■ AIM OF THE TASK ■
Which lines in the items below contain the word "vanity"? Extract each one and copy it in full.

■ RECORDS SUPPLIED ■
+++
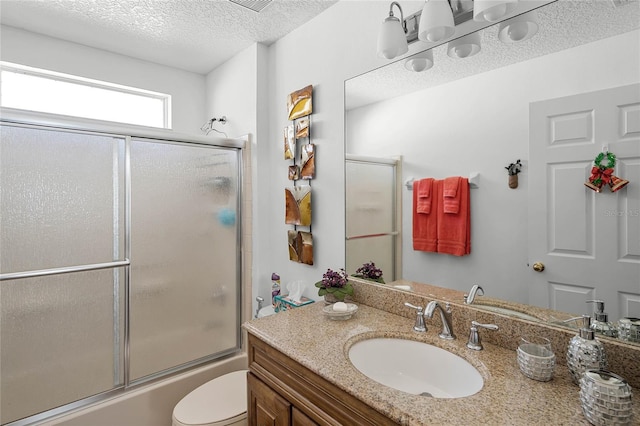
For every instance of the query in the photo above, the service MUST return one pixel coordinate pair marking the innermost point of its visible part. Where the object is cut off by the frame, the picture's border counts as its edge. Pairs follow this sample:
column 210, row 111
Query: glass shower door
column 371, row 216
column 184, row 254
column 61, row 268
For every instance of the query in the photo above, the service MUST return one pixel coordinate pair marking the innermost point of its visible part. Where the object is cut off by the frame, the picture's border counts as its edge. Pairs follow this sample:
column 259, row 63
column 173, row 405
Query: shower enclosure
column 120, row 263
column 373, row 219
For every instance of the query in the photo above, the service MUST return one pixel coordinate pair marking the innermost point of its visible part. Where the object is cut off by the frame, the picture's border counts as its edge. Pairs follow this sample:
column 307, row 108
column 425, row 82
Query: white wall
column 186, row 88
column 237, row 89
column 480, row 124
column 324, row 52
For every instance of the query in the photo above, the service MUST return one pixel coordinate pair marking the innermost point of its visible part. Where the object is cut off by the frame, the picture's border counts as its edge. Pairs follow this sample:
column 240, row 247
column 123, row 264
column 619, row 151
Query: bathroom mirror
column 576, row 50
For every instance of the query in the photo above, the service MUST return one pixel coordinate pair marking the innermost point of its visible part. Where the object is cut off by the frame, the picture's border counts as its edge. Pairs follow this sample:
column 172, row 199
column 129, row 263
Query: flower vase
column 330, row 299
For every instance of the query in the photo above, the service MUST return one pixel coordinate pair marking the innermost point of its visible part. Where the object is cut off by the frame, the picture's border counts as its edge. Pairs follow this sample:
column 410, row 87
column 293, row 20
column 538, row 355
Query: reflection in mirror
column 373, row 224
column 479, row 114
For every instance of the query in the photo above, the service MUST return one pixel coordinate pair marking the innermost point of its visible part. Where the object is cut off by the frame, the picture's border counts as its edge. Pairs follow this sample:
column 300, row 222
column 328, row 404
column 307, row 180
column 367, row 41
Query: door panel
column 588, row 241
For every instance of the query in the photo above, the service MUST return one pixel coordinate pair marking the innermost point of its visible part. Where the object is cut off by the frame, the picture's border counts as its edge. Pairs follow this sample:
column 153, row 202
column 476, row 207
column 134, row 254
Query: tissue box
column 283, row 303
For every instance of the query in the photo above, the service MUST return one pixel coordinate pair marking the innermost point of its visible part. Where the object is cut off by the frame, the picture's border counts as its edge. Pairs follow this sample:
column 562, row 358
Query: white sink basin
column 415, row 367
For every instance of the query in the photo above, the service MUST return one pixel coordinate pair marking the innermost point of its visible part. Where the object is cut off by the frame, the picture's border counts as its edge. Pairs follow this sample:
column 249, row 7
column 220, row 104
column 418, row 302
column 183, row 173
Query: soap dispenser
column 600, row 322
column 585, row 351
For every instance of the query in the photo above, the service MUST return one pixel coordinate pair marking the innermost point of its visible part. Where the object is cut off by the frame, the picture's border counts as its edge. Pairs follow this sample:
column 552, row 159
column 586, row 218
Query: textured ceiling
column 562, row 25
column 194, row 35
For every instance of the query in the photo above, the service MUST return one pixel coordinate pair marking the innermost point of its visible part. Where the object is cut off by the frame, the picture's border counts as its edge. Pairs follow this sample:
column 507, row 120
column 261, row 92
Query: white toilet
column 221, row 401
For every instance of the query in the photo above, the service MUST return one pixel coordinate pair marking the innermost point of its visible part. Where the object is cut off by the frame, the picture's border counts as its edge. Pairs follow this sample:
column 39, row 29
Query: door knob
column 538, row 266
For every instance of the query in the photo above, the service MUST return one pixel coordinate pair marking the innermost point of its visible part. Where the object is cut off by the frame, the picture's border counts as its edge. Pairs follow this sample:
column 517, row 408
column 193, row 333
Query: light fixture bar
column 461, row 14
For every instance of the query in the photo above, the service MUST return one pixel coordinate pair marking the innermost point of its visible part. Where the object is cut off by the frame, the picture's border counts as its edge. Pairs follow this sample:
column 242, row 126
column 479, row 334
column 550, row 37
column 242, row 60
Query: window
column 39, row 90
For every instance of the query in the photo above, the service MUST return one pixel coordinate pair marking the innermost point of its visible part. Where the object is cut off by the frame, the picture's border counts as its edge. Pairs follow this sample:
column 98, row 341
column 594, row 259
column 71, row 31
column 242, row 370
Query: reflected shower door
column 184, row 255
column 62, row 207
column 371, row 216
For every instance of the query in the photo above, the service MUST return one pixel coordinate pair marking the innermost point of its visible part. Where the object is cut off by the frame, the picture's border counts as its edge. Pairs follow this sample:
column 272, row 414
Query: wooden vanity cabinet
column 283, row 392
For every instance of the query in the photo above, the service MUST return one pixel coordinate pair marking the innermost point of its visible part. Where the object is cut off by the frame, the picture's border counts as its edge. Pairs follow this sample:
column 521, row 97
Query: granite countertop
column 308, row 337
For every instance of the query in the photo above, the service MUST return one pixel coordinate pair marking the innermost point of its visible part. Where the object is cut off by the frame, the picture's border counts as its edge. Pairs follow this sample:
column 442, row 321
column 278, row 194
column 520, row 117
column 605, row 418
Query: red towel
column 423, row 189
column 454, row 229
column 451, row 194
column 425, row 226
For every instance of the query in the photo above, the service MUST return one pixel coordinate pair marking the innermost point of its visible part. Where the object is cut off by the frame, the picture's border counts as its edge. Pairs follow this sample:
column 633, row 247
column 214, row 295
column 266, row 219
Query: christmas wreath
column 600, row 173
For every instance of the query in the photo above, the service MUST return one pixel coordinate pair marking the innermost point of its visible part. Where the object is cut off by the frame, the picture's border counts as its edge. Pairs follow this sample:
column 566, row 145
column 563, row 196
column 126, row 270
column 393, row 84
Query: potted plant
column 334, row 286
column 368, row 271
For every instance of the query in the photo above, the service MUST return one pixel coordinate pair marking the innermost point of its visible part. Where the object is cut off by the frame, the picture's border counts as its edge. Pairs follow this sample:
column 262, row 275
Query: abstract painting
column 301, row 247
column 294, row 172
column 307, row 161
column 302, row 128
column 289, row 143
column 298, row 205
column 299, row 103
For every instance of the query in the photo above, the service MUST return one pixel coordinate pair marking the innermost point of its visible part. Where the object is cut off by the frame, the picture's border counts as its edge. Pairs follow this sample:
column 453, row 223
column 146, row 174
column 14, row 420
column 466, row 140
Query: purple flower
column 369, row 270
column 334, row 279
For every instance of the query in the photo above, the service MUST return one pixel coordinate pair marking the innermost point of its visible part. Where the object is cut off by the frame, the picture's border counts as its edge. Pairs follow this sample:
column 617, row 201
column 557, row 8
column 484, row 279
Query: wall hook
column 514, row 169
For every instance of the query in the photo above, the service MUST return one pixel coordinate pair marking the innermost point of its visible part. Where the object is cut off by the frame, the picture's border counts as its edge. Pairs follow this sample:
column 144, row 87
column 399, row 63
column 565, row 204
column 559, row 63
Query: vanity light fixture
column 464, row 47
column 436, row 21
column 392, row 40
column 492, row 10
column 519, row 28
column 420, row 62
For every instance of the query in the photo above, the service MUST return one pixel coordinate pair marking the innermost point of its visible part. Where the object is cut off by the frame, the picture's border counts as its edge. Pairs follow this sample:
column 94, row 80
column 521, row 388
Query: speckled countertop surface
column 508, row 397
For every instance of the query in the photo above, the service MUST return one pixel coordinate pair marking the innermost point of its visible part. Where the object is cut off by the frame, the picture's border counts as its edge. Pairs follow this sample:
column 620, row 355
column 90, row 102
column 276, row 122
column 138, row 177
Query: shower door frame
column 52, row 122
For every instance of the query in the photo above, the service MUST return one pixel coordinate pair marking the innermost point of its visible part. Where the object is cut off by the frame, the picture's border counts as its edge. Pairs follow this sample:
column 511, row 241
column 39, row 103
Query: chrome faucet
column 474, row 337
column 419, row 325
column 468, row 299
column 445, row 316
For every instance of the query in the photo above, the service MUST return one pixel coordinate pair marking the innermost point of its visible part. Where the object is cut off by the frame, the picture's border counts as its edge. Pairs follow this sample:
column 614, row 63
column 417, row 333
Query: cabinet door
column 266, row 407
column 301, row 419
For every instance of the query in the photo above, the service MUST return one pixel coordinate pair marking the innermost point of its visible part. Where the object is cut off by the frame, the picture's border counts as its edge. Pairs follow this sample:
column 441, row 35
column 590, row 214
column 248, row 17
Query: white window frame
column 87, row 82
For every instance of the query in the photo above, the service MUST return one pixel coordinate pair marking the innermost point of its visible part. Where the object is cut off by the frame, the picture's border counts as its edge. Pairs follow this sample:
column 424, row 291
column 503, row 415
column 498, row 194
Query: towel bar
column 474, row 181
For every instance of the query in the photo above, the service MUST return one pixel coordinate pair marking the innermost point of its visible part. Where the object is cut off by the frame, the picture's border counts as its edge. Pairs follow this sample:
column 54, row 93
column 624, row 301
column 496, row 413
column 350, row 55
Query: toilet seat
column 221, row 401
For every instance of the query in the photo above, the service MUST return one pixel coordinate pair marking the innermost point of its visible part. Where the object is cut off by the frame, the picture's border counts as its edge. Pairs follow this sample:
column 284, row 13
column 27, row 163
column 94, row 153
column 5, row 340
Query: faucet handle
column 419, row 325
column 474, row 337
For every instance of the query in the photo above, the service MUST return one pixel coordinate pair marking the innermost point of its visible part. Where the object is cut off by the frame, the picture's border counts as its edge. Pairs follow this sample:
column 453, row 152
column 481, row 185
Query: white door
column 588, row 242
+++
■ TASK RESPONSE ■
Query: wooden vanity cabinet
Query: vanity light fixture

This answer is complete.